### Excerpt:
· · · ·
Index | Thread | Search

From:
Alexander Bluhm <bluhm@openbsd.org>
Subject:
mbuf cluster m_extref_mtx contention
To:
tech@openbsd.org
Date:
Sun, 8 Feb 2026 10:32:29 -0500

Download raw body.

Thread
Hi,

I some of my tests, especially with socket splicing, I see contention
on the m_extref_mtx mutex.  It is a global lock to list mbufs that
point to the same external cluster.

This happens when freeing mbuf chains in the TX path of the driver
while the TCP stack still has a reference to the cluster for possible
retransmits.  This diff avoids to grab the mutex for each m_freem().
Instead the mbufs are cached in a per CPU mbuf list.  When 50 mbufs
have been collected, the mutex is taken once to free all of them.

The number 50 is arbitrary, it means at most 4 MB of memory per CPU
may be wasted.  Should I add an #ifdef MULTIPROCESSOR ?
· · · ·
### Data shown:
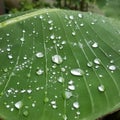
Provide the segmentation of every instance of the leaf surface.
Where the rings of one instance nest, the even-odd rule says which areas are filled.
[[[2,18],[0,117],[93,120],[119,109],[119,28],[59,9]]]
· · · ·
### Task list:
1. In the message about m_extref_mtx contention, how many mbufs are collected in the per CPU list before the mutex is taken to free them all?
2. Resume the message about m_extref_mtx contention after its last sentence, keeping the writer's voice.

### Answers by task:
1. 50 mbufs.

2.
opinions?  ok?

bluhm

Index: kern/uipc_mbuf.c
===================================================================
RCS file: /data/mirror/openbsd/cvs/src/sys/kern/uipc_mbuf.c,v
diff -u -p -r1.302 uipc_mbuf.c
--- kern/uipc_mbuf.c	6 Aug 2025 14:00:33 -0000	1.302
+++ kern/uipc_mbuf.c	30 Dec 2025 22:26:06 -0000
@@ -124,6 +124,7 @@ int max_protohdr;		/* largest protocol h
 int max_hdr;			/* largest link+protocol header */
 
 struct	mutex m_extref_mtx = MUTEX_INITIALIZER(IPL_NET);
+struct	cpumem *m_extfree_cpu;
 
 void	m_extfree(struct mbuf *);
 void	m_zero(struct mbuf *);
@@ -207,6 +208,8 @@ mbcpuinit(void)
 
 	for (i = 0; i < nitems(mclsizes); i++)
 		pool_cache_init(&mclpools[i]);
+
+	m_extfree_cpu = cpumem_malloc(sizeof(struct mbuf_list), M_MBUF);
 }
 
 int
@@ -426,9 +429,28 @@ m_free(struct mbuf *m)
 		pf_mbuf_unlink_inpcb(m);
 #endif	/* NPF > 0 */
 	}
-	if (m->m_flags & M_EXT)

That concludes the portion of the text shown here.